>> Start Provided entries

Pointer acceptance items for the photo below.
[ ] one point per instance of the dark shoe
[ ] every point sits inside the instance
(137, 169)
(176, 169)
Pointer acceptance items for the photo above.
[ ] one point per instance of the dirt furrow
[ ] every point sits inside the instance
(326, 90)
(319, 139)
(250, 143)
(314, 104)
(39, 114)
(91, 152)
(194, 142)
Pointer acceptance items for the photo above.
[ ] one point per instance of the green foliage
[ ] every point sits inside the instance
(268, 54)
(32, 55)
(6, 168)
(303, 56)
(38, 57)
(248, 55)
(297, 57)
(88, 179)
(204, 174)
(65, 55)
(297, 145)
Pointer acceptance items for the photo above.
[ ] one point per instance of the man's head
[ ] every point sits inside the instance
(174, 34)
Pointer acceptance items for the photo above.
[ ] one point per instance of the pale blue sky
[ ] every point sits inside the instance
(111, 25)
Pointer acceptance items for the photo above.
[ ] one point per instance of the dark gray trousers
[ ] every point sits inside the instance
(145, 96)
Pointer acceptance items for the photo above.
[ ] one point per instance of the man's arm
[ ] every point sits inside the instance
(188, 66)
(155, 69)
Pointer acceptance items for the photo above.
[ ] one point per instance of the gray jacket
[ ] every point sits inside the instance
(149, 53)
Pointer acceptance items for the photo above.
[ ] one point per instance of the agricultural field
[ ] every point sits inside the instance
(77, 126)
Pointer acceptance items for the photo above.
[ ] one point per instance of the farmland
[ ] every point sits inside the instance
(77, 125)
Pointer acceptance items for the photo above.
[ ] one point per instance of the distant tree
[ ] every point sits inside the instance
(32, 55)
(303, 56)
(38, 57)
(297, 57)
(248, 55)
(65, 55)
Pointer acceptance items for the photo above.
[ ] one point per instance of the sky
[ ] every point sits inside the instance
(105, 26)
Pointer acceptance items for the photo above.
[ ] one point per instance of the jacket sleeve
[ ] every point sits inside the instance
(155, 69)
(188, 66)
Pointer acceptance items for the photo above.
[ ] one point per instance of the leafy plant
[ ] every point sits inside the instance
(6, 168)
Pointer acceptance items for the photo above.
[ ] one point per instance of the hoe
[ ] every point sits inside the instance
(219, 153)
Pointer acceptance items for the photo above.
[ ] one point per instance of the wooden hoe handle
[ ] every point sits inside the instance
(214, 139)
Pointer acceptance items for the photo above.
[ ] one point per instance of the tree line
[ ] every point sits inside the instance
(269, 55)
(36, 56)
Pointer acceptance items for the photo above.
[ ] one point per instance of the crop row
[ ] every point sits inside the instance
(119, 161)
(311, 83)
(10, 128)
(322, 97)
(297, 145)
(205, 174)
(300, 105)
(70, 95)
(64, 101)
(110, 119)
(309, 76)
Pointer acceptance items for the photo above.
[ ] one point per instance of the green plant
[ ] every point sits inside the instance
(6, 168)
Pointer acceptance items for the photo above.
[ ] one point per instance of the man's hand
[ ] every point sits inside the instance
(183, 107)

>> End Provided entries

To do – List each line above that contains the word "green", copying every such line in full.

Worked answer –
[ ] one point per instance of the green foliage
[ ] one point per instance of the green plant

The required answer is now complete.